#### PROBLEM TO SOLVE:
Reproduce all of the material below with every occurrence of "marker" changed to "point", leaving everything else untouched.

....

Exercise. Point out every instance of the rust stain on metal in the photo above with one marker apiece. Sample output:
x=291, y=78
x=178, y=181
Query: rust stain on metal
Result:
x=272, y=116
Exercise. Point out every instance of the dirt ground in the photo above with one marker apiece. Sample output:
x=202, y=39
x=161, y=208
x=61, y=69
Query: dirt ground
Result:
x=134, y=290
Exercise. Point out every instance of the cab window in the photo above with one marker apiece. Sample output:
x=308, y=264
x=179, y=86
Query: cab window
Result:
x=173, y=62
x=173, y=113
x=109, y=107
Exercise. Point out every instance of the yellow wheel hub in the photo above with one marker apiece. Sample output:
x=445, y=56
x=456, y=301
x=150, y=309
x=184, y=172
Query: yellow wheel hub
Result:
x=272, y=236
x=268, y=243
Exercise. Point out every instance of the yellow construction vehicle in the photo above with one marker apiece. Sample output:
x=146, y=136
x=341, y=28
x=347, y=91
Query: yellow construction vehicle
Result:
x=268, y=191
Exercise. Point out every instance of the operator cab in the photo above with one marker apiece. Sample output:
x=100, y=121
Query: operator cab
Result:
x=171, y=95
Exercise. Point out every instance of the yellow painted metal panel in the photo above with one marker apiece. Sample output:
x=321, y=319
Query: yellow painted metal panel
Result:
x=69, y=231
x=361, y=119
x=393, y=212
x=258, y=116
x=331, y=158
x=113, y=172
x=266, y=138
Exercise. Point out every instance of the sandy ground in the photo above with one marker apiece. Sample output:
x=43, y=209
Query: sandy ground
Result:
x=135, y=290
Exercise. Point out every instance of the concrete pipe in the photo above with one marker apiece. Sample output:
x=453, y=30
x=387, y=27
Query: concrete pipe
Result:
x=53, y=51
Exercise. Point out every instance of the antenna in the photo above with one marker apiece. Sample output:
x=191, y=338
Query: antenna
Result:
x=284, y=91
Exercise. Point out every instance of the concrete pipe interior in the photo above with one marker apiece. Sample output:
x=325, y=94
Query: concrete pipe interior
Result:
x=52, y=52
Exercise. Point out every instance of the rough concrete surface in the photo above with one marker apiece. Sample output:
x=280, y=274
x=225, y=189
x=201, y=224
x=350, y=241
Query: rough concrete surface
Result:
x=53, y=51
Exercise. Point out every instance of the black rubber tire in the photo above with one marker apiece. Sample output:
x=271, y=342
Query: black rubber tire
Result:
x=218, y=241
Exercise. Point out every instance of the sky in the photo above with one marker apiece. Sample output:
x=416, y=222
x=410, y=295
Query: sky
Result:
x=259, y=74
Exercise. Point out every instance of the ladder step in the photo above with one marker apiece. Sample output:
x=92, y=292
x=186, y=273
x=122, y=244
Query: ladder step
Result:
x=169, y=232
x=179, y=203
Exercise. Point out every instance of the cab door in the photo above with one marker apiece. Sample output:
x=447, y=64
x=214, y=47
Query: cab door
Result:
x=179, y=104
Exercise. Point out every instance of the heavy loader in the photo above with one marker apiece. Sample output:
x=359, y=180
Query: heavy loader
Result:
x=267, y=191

....

#### WRITTEN REPLY:
Exercise. Point out every instance of the rust stain on metal in the photo above with one point apiece. Sample output:
x=291, y=78
x=178, y=181
Query: rust stain on metal
Result:
x=272, y=116
Exercise. Point out every instance of the dirt ground in the photo above with one point apiece. Sample output:
x=202, y=39
x=161, y=208
x=61, y=69
Query: dirt ground
Result:
x=134, y=290
Exercise. Point out every instance of the cab window in the photo above with one point apiece. Sample output:
x=308, y=264
x=179, y=86
Query: cab window
Result:
x=173, y=62
x=173, y=113
x=109, y=107
Exercise. Point out every instance of the yellow wheel hub in the photo above with one point apiece. Sample output:
x=445, y=56
x=456, y=301
x=150, y=309
x=184, y=172
Query: yellow wheel hub
Result:
x=272, y=236
x=268, y=243
Exercise. Point out every instance of the yellow construction vehicle in the photo above with one point apiece. Sample output:
x=146, y=136
x=341, y=28
x=347, y=91
Query: yellow construction vehicle
Result:
x=268, y=191
Exercise. Point out every instance of the operator cab in the photo above with one point apiece. Sample output:
x=100, y=121
Query: operator cab
Result:
x=171, y=95
Exercise. Point out every instance of the yellow painted metal panel in the photo above with one point apiece. Sample output:
x=321, y=319
Query: yellow painted metal panel
Result:
x=69, y=231
x=361, y=119
x=393, y=212
x=258, y=116
x=331, y=158
x=113, y=172
x=266, y=138
Exercise. Point out every instance of the sandy ground in the photo above with one point apiece. Sample output:
x=43, y=209
Query: sandy ground
Result:
x=135, y=290
Exercise. Point out every instance of the concrete pipe in the photo above with one point apiece. Sample output:
x=453, y=30
x=387, y=27
Query: concrete pipe
Result:
x=53, y=51
Exercise. Point out every instance of the antenna in the photo above with one point apiece. Sample output:
x=191, y=338
Query: antenna
Result:
x=284, y=91
Exercise. Point out every instance of the concrete pipe interior in the photo above with one point apiece. Sample output:
x=325, y=94
Query: concrete pipe interior
Result:
x=52, y=52
Exercise. Point out every instance of the rough concrete surface in the photo above with one point apiece. Sample output:
x=280, y=274
x=225, y=189
x=201, y=224
x=350, y=241
Query: rough concrete surface
Result:
x=53, y=51
Exercise. Point out every instance of the black rubber tire in the photo above with one point apiece. Sample output:
x=271, y=342
Query: black rubber tire
Result:
x=218, y=241
Exercise. Point out every instance of the sky in the photo above with one point apiece. Sample output:
x=416, y=222
x=410, y=295
Query: sky
Result:
x=259, y=74
Exercise. Point out every instance of the ladder step in the photo above with one point apiece. Sample output:
x=92, y=292
x=186, y=273
x=122, y=244
Query: ladder step
Result:
x=169, y=232
x=179, y=203
Exercise. Point out every instance of the cab door in the photo above with one point apiece. Sample output:
x=447, y=64
x=214, y=47
Query: cab door
Result:
x=179, y=104
Exercise. Point out every instance of the heavy loader in the photo above with one point apiece. Sample output:
x=359, y=180
Query: heavy loader
Result:
x=267, y=191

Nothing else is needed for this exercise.